__Short problem 1__
According to the passage about this year's Academy Awards, how many of its six nominations did Anora win?
__Short problem 2__
Show every line of the entries that contains the word "woman".

__Supplied text__

★ ★ ★ ★

It won’t go down as the most exciting Oscars on record — there was no slap or envelope mix-up after all — but for this year’s Academy Awards, ending an unexpectedly cacophonous awards season with a smooth, calamity-free ceremony clocking in at under four hours was arguably the best of all possible outcomes.

The big winner of the evening, Anora, scooped up five of its six nominations, including Best Picture, Best Director, and Best Actress for Mikey Madison (sorry, Demi!). The Brutalist also flexed several wins, including one for actor-slash-gum-thrower Adrien Brody, while several more overtly political films, like Palestinian-Israeli documentary No Man’s Land and the anti-authoritarian Brazilian film I’m Still Here, picked up some trophies.

Overall, the vibe was markedly upbeat — a series of solid comedy bits outshone politics, with amusing appearances from Adam Sandler, Bowen Yang, Ben Stiller, Amy Poehler, and June Squibb. Inside the Dolby Theatre, the atmosphere was chill, the music was decent, most of the speeches were short (no thanks to Brody), and best of all? We weren’t stuck watching until well after midnight. Can we do it like this every year?

★ ★ ★ ★

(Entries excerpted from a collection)
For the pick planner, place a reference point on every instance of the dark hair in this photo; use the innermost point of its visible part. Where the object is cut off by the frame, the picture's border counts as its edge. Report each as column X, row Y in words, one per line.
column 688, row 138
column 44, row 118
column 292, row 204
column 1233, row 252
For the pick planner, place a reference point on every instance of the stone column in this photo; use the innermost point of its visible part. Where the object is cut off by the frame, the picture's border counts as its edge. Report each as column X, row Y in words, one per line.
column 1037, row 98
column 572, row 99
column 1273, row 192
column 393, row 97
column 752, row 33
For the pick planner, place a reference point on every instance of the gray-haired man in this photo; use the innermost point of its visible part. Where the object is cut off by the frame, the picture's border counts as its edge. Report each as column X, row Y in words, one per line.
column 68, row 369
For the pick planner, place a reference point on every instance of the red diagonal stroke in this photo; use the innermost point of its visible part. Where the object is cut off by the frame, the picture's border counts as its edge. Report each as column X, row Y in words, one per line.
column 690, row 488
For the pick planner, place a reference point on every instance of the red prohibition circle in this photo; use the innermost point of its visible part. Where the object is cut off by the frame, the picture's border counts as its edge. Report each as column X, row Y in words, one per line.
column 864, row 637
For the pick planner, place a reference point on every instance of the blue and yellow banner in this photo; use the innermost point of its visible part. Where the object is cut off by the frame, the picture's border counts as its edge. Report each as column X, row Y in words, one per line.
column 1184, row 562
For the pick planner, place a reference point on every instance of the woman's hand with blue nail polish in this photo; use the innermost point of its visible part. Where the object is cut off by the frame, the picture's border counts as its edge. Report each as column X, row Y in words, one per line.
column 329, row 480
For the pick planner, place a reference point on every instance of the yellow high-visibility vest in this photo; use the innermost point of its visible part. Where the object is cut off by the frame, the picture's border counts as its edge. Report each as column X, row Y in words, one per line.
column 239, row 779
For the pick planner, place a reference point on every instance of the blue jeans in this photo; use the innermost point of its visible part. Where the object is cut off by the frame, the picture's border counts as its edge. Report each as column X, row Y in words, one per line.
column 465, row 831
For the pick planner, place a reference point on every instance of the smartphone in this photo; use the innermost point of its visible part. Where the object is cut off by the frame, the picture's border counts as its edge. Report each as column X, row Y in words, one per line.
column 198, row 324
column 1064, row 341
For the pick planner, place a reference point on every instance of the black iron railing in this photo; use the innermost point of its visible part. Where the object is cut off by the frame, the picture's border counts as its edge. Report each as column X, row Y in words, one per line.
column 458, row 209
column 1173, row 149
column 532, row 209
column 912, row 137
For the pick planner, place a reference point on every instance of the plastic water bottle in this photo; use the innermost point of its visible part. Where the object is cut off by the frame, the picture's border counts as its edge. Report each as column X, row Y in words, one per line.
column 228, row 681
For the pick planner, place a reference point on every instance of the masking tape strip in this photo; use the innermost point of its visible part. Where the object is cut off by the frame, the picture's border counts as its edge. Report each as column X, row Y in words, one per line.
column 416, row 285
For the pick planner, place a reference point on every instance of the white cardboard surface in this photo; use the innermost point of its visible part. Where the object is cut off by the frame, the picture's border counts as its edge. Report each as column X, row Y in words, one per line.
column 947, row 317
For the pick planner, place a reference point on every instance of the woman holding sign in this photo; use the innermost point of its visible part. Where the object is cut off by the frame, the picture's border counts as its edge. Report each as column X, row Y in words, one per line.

★ ★ ★ ★

__Written answer 1__
Anora won five of its six nominations.

__Written answer 2__
For the pick planner, place a reference point on every instance of the woman's hand with blue nail polish in this photo; use the innermost point of its visible part. Where the object is cut off by the frame, the picture's border counts as its edge. Report each as column X, row Y in words, one per line.
For the pick planner, place a reference point on every instance of the woman holding sign in this photo; use the innermost point of its visible part. Where the object is cut off by the frame, the picture's border counts as its edge. Report each as column X, row Y in words, one per line.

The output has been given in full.